§ **TEXTE À LIRE**:
Les plaignantes, toutes syndiquées à l’Union marocaine du travail (UMT), auraient fait l’objet de sanctions disciplinaires déguisées pour leur simple présence sur un lieu de travail où elles exercent un mandat syndical. L’affaire prend une tournure particulière du fait qu’elle implique indirectement un donneur d’ordre français, tenu par les obligations légales du devoir de vigilance inscrites dans la loi française n°2017-399 du 27 mars 2017.

Ce texte impose aux grandes entreprises françaises de mettre en œuvre un plan de vigilance permettant de prévenir les violations graves des droits humains dans leur chaîne d’approvisionnement, y compris à l’étranger. À ce titre, la CGT-FAPT estime que la responsabilité juridique et morale d’Orange est pleinement engagée dans cette affaire, même si les salariées sont employées par un prestataire externe.

Les syndicats dénoncent régulièrement une pression sur les salariés, des restrictions à la liberté syndicale, et des sanctions jugées arbitraires. Pour l’UMT, la sanction infligée aux trois salariées s’inscrit dans une logique de répression syndicale déguisée, visant à décourager toute tentative d’organisation collective au sein de l’entreprise.

L’affaire soulève une problématique plus large, celle du manque de contrôle effectif des donneurs d’ordre sur les pratiques de leurs sous-traitants dans les pays du Sud. En invoquant la loi sur le devoir de vigilance, la CGT-FAPT entend replacer ce dossier dans un cadre légal contraignant, à l’heure où plusieurs contentieux similaires ont été ouverts devant les juridictions françaises contre des multinationales opérant en Afrique et en Asie.

L’enjeu est de taille : si la plainte syndicale est suivie d’effet, cela pourrait ouvrir la voie à une action en justice, en cas d’inaction d’Orange. Le risque réputationnel est également réel, dans un contexte où les entreprises du CAC 40 sont de plus en plus scrutées pour la cohérence entre leurs engagements RSE et les réalités de terrain.

§ **PROBLÈME POSÉ 1**:
Dans le texte, à quel syndicat appartiennent toutes les plaignantes ?
§ **PROBLÈME POSÉ 2**:
Extrayez du texte tout ce qui va de « Les syndicats dénoncent » jusqu'à « sein de l’entreprise. ».

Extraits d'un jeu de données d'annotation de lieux
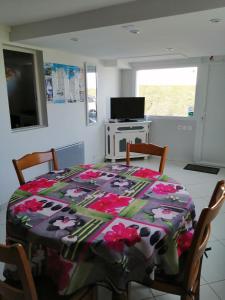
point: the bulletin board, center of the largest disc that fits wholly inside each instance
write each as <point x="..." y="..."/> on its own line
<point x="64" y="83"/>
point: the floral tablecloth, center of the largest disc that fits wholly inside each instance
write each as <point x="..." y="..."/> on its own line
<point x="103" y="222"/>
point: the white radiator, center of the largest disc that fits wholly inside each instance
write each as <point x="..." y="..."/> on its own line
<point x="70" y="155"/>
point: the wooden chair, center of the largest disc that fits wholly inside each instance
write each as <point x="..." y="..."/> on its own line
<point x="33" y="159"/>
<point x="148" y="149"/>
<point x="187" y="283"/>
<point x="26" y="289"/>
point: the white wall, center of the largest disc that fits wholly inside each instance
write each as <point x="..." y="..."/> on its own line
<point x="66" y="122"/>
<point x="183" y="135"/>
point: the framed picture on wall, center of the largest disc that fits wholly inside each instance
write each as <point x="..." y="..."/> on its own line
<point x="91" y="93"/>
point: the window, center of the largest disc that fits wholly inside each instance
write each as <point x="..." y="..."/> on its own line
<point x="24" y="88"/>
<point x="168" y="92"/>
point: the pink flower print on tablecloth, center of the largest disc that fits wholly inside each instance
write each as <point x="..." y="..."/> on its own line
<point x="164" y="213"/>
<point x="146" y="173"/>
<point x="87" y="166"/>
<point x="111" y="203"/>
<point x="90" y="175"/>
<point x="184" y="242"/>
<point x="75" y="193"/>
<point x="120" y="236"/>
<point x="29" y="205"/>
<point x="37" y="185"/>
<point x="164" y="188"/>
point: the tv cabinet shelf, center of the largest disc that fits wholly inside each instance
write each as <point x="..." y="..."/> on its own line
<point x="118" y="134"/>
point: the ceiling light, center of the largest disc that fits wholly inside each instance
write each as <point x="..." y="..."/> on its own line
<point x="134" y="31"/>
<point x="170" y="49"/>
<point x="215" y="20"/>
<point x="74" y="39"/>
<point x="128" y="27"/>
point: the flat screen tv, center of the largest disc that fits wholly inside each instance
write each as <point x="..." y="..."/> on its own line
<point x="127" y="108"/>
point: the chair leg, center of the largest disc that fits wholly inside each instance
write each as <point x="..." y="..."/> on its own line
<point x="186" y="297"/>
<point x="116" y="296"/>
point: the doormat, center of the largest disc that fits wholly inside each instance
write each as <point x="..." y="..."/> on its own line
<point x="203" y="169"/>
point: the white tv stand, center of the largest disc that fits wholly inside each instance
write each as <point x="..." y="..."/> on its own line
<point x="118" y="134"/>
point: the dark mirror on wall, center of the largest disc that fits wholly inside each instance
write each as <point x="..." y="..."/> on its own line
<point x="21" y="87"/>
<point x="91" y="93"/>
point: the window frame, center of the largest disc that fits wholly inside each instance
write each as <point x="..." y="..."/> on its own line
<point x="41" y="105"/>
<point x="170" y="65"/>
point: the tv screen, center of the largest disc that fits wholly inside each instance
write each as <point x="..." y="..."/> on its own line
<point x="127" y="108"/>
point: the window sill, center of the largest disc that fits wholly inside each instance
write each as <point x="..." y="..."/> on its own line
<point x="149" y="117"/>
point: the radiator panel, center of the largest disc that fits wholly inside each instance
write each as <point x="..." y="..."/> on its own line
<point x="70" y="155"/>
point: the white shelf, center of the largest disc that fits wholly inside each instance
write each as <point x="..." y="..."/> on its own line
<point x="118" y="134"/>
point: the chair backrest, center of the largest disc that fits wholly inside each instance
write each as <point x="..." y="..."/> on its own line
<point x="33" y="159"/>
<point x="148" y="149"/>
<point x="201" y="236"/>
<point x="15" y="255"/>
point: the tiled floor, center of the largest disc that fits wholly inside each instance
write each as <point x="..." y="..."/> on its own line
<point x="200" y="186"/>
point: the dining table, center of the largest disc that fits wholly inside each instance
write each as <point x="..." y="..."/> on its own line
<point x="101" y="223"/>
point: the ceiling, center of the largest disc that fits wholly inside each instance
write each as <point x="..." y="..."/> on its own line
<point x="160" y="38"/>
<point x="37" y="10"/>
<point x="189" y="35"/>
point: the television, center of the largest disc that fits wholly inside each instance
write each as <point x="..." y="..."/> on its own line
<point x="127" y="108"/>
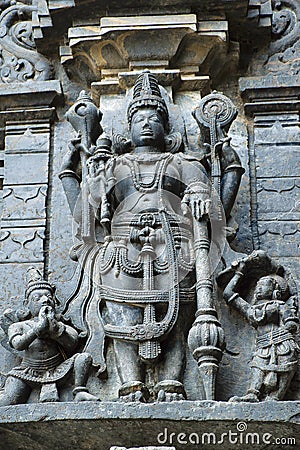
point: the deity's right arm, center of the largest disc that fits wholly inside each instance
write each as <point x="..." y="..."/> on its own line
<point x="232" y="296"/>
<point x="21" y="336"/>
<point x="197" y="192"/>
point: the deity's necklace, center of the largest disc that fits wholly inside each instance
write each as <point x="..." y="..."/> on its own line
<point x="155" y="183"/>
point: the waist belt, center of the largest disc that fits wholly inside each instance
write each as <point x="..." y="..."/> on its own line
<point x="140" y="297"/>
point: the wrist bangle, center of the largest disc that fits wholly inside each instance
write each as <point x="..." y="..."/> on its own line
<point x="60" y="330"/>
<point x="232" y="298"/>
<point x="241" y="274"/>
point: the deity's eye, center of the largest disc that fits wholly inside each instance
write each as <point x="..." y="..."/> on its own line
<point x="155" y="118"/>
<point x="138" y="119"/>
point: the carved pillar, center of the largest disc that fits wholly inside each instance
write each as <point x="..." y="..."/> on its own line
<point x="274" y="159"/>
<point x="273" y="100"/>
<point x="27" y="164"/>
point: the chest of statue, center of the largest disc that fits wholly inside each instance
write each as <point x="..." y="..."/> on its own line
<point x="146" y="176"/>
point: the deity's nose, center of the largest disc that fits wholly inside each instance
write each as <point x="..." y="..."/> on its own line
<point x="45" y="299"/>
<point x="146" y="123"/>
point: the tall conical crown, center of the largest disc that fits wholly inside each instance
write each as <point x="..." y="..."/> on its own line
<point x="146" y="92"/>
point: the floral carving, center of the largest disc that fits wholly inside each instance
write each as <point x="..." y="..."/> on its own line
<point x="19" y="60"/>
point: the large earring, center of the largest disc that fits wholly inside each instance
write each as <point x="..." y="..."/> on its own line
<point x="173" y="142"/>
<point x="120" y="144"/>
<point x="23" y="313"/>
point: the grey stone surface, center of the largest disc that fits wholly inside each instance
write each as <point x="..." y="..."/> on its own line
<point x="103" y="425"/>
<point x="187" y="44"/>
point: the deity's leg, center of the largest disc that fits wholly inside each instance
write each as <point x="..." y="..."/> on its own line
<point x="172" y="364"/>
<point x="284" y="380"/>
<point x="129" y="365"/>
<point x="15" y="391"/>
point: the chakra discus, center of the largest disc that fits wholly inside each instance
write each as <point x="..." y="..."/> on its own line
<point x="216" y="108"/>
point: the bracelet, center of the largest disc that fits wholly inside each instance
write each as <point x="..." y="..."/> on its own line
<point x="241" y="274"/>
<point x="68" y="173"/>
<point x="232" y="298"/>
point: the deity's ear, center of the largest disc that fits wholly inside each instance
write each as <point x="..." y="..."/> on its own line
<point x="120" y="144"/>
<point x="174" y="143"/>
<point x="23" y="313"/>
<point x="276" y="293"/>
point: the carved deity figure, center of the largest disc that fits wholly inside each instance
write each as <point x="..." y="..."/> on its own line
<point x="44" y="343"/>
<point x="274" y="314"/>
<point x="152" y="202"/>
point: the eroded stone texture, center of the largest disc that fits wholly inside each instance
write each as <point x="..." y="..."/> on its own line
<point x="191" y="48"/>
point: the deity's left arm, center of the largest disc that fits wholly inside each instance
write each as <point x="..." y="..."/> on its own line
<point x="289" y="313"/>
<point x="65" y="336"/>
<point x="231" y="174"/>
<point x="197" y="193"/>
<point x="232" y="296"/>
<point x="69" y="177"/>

§ **SOLUTION COMPLÈTE 1**:
À l'Union marocaine du travail (UMT).

§ **SOLUTION COMPLÈTE 2**:
Les syndicats dénoncent régulièrement une pression sur les salariés, des restrictions à la liberté syndicale, et des sanctions jugées arbitraires. Pour l’UMT, la sanction infligée aux trois salariées s’inscrit dans une logique de répression syndicale déguisée, visant à décourager toute tentative d’organisation collective au sein de l’entreprise.